*** GIVEN ENTRIES ***

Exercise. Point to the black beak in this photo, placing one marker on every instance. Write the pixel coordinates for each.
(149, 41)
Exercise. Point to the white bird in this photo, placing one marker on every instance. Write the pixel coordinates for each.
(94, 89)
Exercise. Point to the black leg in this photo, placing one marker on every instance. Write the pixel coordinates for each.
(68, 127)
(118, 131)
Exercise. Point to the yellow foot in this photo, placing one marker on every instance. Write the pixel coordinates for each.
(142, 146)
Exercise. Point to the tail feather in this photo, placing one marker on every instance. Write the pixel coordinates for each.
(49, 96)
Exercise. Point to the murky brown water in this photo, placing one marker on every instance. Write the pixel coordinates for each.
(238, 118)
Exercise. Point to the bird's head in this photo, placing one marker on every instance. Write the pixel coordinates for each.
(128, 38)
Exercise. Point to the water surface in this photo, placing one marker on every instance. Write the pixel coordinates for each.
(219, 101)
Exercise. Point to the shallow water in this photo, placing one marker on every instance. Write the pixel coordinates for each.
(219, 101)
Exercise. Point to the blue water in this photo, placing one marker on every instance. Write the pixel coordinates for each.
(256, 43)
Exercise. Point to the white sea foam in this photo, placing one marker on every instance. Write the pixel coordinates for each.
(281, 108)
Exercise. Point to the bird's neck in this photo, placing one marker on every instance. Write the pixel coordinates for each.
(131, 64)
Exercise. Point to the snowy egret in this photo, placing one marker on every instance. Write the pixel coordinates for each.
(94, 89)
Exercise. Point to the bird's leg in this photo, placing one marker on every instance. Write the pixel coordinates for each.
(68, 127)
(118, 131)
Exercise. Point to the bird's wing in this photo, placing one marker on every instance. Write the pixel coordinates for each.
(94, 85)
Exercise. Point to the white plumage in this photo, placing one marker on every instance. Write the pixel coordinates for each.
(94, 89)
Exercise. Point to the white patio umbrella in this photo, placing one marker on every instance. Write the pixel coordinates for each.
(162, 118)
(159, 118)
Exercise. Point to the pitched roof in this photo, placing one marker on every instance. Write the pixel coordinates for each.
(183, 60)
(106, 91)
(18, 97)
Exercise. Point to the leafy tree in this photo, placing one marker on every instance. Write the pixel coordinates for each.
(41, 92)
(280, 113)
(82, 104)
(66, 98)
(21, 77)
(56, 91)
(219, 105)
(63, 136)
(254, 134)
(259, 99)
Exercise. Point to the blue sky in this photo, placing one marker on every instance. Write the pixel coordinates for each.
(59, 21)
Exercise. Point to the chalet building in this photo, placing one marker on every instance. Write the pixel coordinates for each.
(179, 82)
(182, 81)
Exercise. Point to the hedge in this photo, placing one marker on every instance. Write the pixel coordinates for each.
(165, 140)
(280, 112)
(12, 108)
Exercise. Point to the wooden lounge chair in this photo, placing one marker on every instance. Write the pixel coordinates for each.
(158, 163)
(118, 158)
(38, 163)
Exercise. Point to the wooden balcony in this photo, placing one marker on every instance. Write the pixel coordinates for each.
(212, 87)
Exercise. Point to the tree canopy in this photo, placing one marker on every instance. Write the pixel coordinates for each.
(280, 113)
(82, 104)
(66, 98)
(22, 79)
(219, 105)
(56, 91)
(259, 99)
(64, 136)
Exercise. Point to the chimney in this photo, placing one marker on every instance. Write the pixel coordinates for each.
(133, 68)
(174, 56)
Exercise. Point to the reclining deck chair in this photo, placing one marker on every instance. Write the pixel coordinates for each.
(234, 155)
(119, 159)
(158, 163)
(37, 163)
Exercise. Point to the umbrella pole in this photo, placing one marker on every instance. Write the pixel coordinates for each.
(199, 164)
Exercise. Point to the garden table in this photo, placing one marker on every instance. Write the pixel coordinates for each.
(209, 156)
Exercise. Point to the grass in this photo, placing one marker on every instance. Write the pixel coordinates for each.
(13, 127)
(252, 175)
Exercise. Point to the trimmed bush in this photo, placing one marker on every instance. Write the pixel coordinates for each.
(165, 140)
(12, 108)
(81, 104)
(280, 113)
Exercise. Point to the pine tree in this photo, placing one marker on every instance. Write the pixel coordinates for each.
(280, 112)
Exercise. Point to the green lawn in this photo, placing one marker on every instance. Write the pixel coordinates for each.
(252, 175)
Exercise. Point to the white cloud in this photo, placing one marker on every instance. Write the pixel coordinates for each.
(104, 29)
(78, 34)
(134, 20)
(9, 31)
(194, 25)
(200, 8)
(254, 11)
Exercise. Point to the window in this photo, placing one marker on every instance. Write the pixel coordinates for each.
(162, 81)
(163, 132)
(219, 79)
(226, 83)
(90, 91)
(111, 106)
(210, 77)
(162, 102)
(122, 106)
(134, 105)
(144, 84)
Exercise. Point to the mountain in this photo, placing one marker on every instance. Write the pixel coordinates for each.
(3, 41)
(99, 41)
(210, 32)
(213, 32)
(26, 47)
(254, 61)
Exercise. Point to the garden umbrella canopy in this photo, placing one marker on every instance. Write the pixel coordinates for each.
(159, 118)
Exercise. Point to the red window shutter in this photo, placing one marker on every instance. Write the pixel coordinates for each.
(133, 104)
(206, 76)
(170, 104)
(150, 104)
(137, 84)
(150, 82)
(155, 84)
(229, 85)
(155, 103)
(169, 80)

***

* TO DO *
Beginning at the line that contains "Exercise. Point to the garden umbrella" and continuing through the end of the records, reproduce those lines, requests included, raising every pixel coordinate in the answers by 13.

* CORRECT RESULT *
Exercise. Point to the garden umbrella canopy in this photo, placing one marker on every instance. Write the pixel coordinates for each.
(172, 131)
Exercise. Point to the red window shutter in this photo, placing one marker on every instance. Write the pixel coordinates for each.
(146, 117)
(219, 89)
(183, 117)
(163, 117)
(150, 97)
(163, 95)
(168, 97)
(242, 98)
(168, 116)
(182, 93)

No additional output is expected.